◆ **What to do**
Rewrite the material below, changing every "Practice step" to "Drill" and leaving the rest as it is.

(Saved data entries)
┄┄┄┄┄┄┄┄┄┄┄┄┄┄┄┄┄┄┄┄
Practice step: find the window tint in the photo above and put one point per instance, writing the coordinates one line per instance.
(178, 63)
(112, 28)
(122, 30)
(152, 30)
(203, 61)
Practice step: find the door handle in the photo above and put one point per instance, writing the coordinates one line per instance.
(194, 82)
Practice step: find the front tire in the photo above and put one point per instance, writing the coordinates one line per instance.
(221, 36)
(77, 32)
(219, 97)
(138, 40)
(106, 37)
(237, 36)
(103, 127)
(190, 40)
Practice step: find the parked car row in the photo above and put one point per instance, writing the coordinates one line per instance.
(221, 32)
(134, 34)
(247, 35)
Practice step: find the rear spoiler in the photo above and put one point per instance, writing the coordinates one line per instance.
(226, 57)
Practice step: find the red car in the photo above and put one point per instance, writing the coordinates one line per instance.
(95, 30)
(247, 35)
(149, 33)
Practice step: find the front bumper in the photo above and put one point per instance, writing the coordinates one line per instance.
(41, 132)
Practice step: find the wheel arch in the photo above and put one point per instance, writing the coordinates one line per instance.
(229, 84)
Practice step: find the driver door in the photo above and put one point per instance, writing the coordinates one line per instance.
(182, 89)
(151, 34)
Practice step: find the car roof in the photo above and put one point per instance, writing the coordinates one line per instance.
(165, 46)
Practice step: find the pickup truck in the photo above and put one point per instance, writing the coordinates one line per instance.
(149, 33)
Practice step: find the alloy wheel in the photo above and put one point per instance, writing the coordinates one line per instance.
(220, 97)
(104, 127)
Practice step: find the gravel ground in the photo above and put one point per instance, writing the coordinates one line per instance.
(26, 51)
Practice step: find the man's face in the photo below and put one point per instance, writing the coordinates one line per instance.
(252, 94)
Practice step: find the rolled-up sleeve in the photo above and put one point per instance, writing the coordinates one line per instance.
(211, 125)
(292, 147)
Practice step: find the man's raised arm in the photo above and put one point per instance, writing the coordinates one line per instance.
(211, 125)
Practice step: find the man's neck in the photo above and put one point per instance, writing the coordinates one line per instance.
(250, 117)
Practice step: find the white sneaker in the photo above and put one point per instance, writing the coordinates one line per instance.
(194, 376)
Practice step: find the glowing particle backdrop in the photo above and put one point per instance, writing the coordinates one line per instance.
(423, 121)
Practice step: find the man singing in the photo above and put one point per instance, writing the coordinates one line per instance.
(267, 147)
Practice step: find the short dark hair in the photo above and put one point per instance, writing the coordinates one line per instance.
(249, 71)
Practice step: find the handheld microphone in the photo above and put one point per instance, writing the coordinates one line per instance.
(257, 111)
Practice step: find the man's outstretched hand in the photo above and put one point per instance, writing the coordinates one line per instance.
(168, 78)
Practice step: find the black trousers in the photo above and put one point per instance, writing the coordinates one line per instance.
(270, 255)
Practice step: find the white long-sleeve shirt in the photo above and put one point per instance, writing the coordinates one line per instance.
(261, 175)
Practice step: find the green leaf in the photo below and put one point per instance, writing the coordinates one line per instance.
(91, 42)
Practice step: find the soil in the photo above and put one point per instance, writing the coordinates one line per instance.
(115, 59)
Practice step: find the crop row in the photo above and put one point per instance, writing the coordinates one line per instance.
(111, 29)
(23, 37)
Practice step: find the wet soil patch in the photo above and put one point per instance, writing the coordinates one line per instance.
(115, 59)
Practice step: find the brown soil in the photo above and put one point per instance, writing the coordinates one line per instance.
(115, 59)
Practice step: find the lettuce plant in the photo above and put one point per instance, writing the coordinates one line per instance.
┄┄┄┄┄┄┄┄┄┄┄┄┄┄┄┄┄┄┄┄
◆ **Exercise output**
Drill: find the window tint in the photo above and put one point per instance, writing the coordinates one line per instance.
(178, 63)
(112, 28)
(122, 30)
(152, 30)
(203, 61)
Drill: find the door handle in the photo above and put one point per instance, writing the coordinates one line per instance.
(194, 82)
Drill: find the front tire in the photo above and put one point per instance, writing the coordinates one line per instance.
(221, 36)
(77, 32)
(219, 97)
(138, 40)
(106, 37)
(237, 36)
(103, 127)
(190, 40)
Drill: find the parked car row in the photo above and put one point per instance, writing the coordinates one line per instance.
(221, 32)
(134, 34)
(247, 35)
Drill: find the rear spoiler in the photo above and put one point per instance, writing the coordinates one line per instance.
(226, 57)
Drill: find the red car in the photo above and put one point per instance, writing the coordinates one line per instance.
(95, 30)
(247, 35)
(149, 33)
Drill: find the front bumper in the photo above and put one point per instance, writing the coordinates one line per instance.
(41, 132)
Drill: find the wheel arch in the photo above and put one point per instance, writing the coordinates one line per instance.
(229, 84)
Drill: find the driver door in the photo above and put one point per instance, writing the coordinates one line per instance.
(182, 89)
(151, 34)
Drill: find the car roof in the photo above and put one point per instance, writing the coordinates one line per instance.
(165, 46)
Drill: find the pickup truck in the photo above and put one point per instance, writing the coordinates one line per instance.
(149, 33)
Drill: find the alloy wheel in the photo above and put one point per instance, writing the coordinates one line per instance.
(220, 97)
(104, 127)
Drill: find the gravel ground in the photo above and put one point per instance, writing the coordinates one line per instance.
(26, 51)
Drill: find the man's face in the photo below and put one point per instance, writing the coordinates one line per instance.
(252, 94)
Drill: find the rolled-up sleeve in the photo above and put one point per instance, writing the coordinates one line per instance.
(211, 125)
(292, 147)
Drill: find the man's raised arm in the photo above and put one point per instance, writing the coordinates one line per instance.
(211, 125)
Drill: find the man's neck in the photo above and put one point per instance, writing the coordinates one line per instance.
(250, 117)
Drill: find the white sneaker in the photo above and put one point per instance, writing the coordinates one line per instance.
(194, 376)
Drill: find the glowing particle backdrop in the photo above and put one point per instance, writing the coordinates one line per instance.
(423, 121)
Drill: find the man singing in the photo above and put one point per instance, writing the coordinates one line per instance.
(267, 147)
Drill: find the short dark hair in the photo above and put one point per instance, writing the coordinates one line per instance.
(249, 71)
Drill: find the handheld microphone in the photo above and put one point per instance, writing the coordinates one line per instance.
(257, 111)
Drill: find the man's outstretched hand in the photo above and put one point per instance, writing the coordinates one line per instance.
(168, 78)
Drill: find the black trousers in the photo above and put one point per instance, writing the coordinates one line per instance.
(270, 255)
Drill: find the white long-sleeve shirt in the photo above and put one point per instance, writing the coordinates one line per instance.
(261, 175)
Drill: find the green leaf in the photo below and put one point per instance, writing the coordinates one line per instance.
(91, 42)
Drill: find the soil in the photo above and put one point per instance, writing the coordinates one line per instance.
(115, 59)
Drill: find the crop row in the photo above and put one point per instance, writing the coordinates one line per instance.
(111, 29)
(23, 37)
Drill: find the wet soil patch in the photo above and put one point per instance, writing the coordinates one line per instance.
(115, 59)
Drill: find the brown soil in the photo above and put one point per instance, writing the coordinates one line per instance.
(115, 59)
Drill: find the lettuce plant in the photo above and put one point per instance, writing the coordinates one line per instance.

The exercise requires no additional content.